§ RECORDED DATA:
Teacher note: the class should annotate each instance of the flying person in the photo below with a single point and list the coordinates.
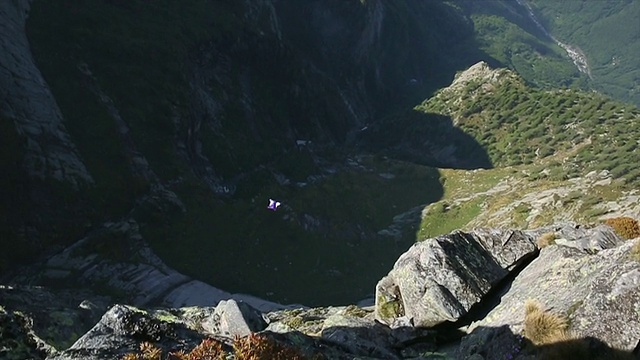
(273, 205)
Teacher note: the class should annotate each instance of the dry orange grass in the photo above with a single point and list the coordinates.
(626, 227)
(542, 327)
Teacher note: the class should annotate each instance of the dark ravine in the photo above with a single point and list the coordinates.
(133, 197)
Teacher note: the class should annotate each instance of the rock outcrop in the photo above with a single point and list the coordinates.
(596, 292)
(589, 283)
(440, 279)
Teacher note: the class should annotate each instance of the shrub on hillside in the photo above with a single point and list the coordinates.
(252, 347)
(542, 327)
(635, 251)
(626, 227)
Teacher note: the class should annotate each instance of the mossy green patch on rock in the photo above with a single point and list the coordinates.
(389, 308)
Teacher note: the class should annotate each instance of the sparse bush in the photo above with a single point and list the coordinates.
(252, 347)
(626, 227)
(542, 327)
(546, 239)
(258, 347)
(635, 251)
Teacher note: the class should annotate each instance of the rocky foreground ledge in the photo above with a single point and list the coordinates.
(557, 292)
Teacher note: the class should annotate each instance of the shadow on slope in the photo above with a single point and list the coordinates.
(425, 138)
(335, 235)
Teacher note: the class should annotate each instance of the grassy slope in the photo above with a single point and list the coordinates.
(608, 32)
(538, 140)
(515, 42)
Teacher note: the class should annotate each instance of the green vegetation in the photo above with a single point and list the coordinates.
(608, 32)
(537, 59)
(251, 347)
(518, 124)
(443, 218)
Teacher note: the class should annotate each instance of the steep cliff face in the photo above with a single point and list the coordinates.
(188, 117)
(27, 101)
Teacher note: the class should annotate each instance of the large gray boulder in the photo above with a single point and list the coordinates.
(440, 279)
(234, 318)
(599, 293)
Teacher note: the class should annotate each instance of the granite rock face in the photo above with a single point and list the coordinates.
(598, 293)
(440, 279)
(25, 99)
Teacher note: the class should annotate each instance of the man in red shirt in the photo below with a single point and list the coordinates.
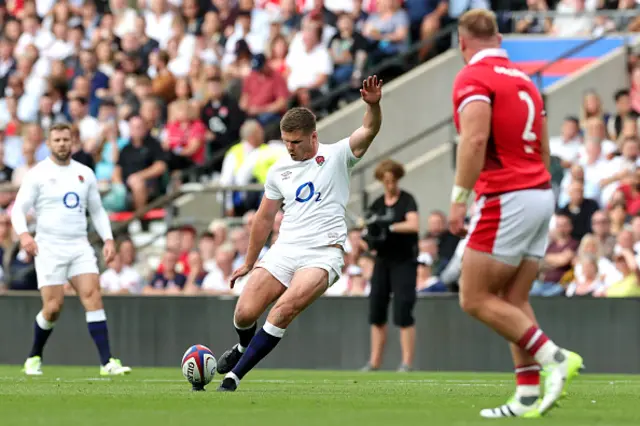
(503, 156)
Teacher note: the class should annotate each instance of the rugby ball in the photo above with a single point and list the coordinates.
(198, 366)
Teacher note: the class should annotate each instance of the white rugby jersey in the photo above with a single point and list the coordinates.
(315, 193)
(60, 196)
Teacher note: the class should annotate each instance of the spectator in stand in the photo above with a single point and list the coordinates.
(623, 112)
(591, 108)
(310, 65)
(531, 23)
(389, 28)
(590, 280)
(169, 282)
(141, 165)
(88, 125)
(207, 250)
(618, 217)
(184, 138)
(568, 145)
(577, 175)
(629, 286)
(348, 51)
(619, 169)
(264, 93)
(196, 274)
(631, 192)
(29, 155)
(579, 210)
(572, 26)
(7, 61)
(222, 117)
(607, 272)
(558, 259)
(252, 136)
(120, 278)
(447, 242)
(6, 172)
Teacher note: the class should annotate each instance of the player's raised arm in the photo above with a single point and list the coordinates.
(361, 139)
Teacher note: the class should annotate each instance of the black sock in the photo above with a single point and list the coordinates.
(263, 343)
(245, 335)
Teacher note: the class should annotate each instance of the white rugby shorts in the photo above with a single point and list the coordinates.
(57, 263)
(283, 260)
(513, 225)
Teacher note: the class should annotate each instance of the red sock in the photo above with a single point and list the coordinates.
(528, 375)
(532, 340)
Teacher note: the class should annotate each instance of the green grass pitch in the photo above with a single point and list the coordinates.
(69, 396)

--

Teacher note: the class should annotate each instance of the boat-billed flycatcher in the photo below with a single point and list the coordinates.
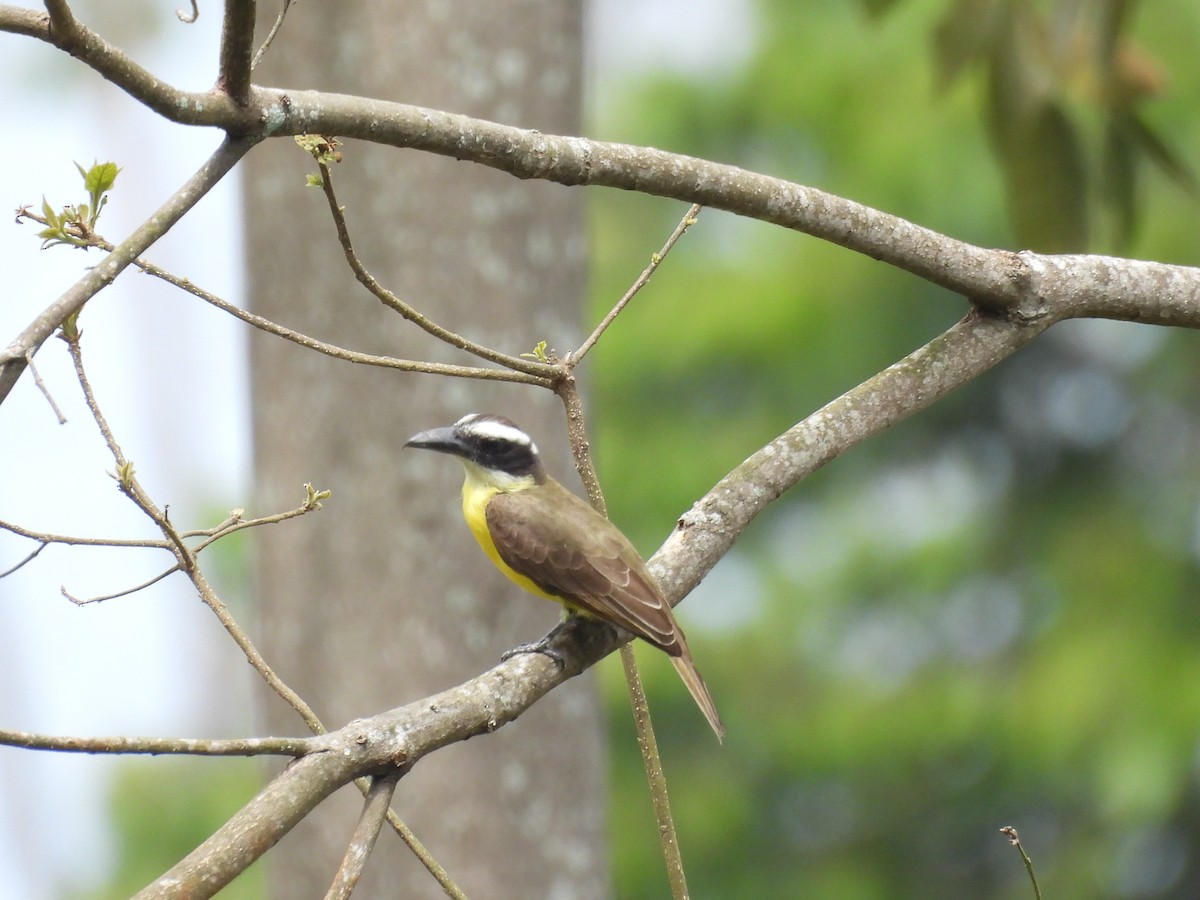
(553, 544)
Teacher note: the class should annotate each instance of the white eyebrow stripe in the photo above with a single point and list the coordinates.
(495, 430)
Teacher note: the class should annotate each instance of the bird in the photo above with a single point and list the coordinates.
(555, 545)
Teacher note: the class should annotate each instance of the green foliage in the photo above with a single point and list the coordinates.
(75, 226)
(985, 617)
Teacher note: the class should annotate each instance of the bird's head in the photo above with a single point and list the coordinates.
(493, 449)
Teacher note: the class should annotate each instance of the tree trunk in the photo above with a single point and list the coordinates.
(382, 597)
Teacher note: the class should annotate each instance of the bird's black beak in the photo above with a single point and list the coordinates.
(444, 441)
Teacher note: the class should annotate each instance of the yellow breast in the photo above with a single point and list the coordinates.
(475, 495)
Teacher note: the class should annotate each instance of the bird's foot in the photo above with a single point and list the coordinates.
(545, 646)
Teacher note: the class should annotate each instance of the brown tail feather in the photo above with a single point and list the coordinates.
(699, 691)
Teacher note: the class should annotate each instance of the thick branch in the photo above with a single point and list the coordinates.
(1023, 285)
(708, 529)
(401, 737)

...

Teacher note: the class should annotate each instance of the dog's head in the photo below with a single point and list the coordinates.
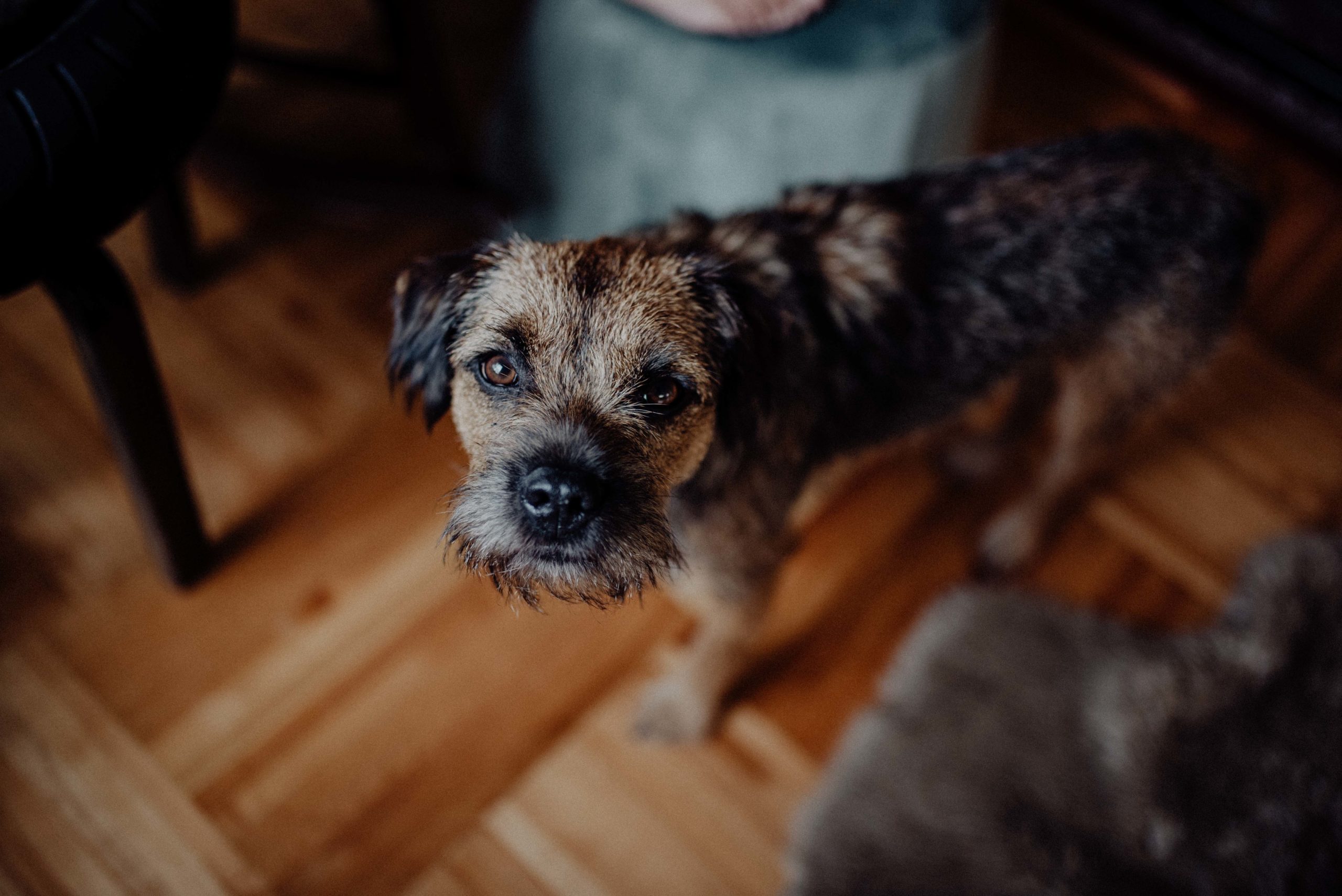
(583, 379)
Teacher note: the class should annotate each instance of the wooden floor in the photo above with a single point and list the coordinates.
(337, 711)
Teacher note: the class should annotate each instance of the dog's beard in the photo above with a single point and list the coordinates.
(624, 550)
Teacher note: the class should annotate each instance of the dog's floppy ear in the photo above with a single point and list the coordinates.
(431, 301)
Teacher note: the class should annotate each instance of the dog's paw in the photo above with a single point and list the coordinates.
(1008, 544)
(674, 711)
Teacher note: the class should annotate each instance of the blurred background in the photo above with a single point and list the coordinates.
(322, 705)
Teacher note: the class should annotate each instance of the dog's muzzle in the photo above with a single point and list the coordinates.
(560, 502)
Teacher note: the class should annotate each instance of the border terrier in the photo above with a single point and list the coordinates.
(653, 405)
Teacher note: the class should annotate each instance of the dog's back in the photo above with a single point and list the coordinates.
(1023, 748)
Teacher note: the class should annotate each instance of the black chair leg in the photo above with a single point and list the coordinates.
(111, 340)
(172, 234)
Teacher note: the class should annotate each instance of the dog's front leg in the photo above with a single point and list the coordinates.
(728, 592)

§ REQUIRED WORK: Find every line in the data above that contains the word "white" and copy each of those lines in full.

§ RESPONSE TO THE EXERCISE:
Teacher note: the class should annotate each instance of the white rugby jersey in the photo above with a single point and list the coordinates.
Teacher note: the class should annotate each instance of the white rugby shorts in the photo above with a single point and list the coordinates.
Teacher note: the class should annotate each instance of the white eyebrow stripe in the photo above with a single point and list the coordinates.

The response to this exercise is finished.